Task requirements: Find the word "truck" in the data below and copy each line that holds it.

Extracted records Start Marker

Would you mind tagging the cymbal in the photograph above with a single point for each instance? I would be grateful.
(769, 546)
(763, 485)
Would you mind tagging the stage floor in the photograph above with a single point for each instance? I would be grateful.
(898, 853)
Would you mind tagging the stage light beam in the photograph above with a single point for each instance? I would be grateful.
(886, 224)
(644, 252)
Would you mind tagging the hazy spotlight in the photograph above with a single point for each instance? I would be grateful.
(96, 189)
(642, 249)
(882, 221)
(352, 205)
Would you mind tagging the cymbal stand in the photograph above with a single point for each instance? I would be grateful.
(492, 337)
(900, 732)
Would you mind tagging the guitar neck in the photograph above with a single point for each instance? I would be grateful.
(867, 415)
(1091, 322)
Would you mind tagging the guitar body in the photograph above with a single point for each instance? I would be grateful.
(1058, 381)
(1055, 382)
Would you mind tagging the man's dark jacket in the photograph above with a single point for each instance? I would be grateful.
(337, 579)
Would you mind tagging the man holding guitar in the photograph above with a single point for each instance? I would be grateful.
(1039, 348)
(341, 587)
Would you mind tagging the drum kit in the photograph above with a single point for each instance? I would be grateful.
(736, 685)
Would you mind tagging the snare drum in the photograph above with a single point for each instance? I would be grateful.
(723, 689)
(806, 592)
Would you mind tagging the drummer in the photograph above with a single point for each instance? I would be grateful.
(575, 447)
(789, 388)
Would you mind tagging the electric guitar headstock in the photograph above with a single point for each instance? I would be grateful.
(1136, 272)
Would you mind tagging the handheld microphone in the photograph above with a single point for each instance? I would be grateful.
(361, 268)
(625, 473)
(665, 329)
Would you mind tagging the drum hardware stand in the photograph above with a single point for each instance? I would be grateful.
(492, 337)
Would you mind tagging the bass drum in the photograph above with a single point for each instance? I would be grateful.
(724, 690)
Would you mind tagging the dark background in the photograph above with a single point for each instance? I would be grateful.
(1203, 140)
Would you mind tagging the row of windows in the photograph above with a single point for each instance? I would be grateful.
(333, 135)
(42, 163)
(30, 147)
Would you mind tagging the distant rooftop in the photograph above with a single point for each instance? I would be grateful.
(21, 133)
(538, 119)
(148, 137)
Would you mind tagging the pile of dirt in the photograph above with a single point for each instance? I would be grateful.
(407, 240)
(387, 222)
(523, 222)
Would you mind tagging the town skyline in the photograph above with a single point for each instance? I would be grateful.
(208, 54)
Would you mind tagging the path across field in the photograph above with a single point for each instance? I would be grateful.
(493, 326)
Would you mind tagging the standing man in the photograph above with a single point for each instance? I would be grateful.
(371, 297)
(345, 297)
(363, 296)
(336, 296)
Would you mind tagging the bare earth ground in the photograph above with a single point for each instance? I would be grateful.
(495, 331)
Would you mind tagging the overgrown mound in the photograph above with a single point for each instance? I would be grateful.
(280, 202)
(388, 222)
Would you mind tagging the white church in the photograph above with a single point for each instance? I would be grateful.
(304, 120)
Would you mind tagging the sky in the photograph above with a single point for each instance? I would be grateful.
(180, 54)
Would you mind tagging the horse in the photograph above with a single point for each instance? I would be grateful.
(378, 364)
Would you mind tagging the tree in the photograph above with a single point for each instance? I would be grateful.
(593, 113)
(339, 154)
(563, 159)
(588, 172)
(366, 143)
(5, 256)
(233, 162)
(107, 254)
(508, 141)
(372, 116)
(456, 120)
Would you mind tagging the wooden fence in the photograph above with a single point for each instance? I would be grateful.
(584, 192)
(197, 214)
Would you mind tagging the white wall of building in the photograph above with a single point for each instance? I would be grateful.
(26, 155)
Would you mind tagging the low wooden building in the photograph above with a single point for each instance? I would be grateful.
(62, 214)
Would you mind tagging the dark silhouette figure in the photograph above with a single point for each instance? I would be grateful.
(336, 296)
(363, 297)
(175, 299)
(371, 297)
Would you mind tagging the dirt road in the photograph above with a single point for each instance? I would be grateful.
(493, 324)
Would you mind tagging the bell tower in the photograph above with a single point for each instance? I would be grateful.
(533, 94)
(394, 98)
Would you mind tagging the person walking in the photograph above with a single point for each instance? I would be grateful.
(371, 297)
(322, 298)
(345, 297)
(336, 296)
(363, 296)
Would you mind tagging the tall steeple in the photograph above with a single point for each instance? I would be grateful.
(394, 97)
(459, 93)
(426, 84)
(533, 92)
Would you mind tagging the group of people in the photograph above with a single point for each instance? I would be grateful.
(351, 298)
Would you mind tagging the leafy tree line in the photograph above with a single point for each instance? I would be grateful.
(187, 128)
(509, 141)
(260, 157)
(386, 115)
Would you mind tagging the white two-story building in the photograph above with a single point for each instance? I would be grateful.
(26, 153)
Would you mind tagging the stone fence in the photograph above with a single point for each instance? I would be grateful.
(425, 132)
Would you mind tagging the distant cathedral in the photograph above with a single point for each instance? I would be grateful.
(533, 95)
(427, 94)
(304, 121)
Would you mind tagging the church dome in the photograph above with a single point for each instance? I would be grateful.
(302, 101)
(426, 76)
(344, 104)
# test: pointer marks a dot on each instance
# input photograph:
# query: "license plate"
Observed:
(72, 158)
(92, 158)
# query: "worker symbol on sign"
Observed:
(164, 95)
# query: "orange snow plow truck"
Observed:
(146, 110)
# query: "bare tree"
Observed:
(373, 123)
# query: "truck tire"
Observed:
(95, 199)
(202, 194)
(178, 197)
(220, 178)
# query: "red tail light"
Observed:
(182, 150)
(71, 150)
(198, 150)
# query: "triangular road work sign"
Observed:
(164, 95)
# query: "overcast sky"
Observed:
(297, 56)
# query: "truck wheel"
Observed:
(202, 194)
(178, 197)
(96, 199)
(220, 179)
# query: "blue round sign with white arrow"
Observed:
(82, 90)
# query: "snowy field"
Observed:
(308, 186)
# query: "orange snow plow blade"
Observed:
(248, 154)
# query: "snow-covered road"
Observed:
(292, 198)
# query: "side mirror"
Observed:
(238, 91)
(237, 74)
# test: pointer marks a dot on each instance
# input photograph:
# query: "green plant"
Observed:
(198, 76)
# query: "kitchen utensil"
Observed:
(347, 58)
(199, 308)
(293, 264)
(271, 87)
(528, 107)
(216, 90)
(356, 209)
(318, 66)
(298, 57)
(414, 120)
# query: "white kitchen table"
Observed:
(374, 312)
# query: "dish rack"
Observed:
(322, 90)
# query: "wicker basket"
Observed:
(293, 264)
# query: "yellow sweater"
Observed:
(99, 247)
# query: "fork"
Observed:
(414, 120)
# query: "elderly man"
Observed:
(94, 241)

Extracted records End Marker

Answer to the exercise:
# query: "orange snow plow truck"
# query: "truck tire"
# query: "truck wheel"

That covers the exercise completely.